- **To do**: Starting at the line that has "in red jacket" and stopping after the line that has "blue suit jacket", reproduce the listing below exactly; omit everything else.

- **Records for this exercise**:
- - -

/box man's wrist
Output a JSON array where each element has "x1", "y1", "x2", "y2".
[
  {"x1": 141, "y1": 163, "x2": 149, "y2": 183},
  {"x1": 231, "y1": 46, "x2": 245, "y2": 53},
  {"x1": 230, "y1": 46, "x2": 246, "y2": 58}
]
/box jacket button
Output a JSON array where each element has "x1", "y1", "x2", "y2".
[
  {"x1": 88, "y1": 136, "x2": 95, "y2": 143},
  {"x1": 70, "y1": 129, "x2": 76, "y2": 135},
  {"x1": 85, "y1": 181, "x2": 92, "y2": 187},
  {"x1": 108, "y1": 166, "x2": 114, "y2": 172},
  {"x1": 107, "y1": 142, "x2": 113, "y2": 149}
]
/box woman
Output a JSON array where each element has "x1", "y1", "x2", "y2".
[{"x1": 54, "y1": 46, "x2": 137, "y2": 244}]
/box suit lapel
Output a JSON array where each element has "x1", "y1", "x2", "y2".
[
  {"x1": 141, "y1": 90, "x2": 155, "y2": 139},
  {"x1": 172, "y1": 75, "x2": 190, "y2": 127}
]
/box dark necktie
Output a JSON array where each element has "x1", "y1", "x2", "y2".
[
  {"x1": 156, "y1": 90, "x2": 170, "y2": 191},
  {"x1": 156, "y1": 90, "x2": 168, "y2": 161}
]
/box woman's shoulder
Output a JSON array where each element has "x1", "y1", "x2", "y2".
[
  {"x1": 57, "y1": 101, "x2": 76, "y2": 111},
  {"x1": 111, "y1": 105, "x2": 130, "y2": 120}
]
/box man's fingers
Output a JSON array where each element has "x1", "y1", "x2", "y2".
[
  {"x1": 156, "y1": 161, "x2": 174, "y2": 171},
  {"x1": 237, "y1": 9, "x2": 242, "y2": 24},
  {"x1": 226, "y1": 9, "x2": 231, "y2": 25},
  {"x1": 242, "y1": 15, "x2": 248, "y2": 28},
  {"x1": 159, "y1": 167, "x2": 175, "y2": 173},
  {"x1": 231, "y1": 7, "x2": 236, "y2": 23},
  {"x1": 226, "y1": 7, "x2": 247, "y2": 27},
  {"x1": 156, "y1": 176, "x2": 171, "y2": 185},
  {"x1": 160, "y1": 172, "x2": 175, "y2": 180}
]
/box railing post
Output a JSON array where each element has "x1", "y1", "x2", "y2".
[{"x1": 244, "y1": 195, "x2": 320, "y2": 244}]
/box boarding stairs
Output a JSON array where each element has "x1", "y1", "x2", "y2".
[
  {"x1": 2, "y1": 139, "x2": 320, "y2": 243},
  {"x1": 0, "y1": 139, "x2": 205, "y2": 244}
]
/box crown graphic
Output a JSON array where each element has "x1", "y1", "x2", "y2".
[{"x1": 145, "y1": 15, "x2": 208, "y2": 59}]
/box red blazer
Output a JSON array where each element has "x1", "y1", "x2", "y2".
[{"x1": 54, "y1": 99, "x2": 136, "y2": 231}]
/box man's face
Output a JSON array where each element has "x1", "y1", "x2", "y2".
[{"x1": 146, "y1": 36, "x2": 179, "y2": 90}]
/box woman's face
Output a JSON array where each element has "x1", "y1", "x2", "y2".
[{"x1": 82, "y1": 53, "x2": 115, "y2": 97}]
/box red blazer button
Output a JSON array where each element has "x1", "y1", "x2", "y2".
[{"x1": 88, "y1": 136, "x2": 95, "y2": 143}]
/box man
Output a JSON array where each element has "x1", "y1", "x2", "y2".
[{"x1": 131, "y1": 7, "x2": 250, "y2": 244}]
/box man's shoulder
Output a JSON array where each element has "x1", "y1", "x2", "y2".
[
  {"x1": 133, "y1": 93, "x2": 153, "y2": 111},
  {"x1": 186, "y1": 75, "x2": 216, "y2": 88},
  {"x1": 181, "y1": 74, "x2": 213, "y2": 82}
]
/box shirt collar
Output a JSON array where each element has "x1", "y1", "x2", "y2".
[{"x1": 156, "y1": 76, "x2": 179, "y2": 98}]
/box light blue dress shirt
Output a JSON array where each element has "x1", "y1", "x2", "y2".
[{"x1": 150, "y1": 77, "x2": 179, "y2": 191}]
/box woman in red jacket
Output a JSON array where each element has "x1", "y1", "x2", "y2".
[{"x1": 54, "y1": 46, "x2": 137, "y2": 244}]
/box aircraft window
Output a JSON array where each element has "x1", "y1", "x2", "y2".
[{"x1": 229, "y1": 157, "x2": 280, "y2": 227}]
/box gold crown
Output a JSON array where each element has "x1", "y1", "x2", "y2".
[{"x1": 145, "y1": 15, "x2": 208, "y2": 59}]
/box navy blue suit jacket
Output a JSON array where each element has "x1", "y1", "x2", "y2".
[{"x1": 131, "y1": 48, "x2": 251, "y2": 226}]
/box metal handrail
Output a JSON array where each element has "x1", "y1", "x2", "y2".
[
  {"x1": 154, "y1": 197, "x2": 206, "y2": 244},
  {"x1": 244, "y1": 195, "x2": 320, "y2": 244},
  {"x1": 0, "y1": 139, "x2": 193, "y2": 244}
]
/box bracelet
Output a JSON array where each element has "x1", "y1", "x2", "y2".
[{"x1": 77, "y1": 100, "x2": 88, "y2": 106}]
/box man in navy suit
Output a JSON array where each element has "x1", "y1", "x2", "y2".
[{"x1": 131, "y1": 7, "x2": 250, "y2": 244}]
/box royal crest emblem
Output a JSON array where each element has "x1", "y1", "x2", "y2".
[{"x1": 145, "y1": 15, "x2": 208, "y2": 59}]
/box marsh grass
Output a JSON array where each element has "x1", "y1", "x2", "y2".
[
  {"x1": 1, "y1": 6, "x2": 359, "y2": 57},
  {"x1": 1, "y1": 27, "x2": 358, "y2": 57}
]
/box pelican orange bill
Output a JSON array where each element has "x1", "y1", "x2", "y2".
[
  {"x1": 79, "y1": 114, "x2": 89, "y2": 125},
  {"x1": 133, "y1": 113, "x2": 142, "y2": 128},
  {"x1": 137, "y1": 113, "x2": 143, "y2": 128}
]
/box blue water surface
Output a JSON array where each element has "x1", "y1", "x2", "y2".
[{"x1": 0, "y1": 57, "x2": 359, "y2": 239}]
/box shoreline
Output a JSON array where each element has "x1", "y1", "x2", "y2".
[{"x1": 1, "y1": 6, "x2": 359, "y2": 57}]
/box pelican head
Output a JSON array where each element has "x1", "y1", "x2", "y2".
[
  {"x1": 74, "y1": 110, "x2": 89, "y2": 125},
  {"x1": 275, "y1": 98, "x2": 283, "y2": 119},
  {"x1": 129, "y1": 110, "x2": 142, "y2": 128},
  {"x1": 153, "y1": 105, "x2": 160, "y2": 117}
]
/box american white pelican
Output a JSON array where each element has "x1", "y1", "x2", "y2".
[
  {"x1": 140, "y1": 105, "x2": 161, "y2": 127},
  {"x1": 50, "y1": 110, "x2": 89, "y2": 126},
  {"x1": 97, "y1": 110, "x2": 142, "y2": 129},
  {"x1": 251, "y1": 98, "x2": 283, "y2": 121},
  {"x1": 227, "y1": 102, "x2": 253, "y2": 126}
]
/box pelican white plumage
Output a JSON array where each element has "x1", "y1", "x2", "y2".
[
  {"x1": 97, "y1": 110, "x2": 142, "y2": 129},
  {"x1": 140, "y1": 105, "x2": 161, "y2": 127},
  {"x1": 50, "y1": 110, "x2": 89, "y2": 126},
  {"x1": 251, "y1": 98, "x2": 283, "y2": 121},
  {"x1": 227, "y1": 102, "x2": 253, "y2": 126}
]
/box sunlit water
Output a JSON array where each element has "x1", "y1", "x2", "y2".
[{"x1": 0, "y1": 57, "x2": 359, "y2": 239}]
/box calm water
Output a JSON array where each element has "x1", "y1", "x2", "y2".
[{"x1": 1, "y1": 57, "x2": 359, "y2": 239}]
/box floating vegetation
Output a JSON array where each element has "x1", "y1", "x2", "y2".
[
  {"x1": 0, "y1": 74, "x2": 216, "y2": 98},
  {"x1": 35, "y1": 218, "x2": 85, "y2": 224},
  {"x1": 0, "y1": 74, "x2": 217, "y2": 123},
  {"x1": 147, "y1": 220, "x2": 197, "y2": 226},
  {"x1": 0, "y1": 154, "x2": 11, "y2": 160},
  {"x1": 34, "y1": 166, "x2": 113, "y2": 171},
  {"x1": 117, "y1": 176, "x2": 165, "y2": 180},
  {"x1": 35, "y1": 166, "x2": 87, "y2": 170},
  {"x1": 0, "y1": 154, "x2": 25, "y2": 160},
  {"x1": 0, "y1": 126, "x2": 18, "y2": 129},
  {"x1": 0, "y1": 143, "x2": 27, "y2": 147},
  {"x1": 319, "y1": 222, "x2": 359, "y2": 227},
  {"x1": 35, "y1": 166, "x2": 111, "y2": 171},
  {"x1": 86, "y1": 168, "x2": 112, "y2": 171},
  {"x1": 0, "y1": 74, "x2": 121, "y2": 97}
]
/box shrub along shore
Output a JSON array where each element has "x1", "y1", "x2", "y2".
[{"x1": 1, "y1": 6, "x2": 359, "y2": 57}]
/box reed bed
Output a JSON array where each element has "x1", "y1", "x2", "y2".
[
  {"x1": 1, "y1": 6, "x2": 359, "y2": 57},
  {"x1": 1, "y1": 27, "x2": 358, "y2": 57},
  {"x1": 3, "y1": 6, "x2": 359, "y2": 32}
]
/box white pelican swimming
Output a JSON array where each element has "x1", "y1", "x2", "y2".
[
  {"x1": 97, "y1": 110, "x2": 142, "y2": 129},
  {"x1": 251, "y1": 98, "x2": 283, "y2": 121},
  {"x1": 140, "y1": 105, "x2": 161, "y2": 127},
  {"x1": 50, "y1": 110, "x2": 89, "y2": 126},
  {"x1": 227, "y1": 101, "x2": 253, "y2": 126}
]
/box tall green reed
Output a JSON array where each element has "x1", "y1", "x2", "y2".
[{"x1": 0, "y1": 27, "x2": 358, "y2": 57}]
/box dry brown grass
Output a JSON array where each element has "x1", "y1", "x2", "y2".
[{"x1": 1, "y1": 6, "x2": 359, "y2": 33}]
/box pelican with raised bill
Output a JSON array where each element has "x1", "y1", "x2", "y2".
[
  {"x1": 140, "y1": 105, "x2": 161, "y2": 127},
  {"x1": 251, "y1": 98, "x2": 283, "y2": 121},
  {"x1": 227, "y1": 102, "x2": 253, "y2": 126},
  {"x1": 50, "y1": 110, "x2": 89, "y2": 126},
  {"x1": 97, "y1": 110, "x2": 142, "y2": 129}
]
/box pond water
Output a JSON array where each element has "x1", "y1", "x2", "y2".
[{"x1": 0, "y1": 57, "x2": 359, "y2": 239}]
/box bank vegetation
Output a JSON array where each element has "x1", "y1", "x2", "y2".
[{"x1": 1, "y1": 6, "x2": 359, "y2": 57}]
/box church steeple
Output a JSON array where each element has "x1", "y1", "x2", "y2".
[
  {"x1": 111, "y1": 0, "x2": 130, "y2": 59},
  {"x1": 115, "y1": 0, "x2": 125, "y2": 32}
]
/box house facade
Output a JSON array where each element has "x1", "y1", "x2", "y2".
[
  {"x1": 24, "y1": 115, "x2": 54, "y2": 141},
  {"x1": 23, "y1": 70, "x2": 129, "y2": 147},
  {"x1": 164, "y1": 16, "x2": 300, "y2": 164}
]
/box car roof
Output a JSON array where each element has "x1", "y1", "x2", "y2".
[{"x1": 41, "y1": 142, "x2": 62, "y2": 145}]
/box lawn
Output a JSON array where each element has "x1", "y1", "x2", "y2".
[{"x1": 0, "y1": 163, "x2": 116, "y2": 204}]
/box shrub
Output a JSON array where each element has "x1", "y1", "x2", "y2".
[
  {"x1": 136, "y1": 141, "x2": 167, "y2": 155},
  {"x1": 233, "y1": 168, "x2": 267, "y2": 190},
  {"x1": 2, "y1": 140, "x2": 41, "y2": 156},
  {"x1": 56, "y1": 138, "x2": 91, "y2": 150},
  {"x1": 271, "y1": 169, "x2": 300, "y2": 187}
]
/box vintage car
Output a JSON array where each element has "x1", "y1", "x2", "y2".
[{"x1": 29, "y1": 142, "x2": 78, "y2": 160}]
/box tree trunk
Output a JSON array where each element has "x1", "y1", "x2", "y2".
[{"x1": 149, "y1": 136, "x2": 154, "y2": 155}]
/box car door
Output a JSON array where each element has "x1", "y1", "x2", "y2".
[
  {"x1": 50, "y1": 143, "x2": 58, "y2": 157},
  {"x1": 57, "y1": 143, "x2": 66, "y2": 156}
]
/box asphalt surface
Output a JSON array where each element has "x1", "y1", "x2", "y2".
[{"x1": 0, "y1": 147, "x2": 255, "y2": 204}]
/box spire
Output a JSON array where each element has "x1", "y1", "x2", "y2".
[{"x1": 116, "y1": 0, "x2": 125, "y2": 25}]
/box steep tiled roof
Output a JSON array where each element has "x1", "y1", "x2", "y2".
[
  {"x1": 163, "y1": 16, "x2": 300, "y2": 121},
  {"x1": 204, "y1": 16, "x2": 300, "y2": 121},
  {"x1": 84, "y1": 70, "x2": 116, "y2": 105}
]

- - -

- **Exercise answer**:
/box woman in red jacket
Output a JSON array where each element has "x1", "y1", "x2", "y2".
[{"x1": 54, "y1": 46, "x2": 137, "y2": 244}]
/box aircraft window
Output a JSON array where each element has "x1", "y1", "x2", "y2".
[{"x1": 229, "y1": 157, "x2": 280, "y2": 227}]
/box gold crown
Output a JSON array where each element has "x1", "y1", "x2", "y2".
[{"x1": 145, "y1": 15, "x2": 208, "y2": 59}]
/box navy blue suit jacket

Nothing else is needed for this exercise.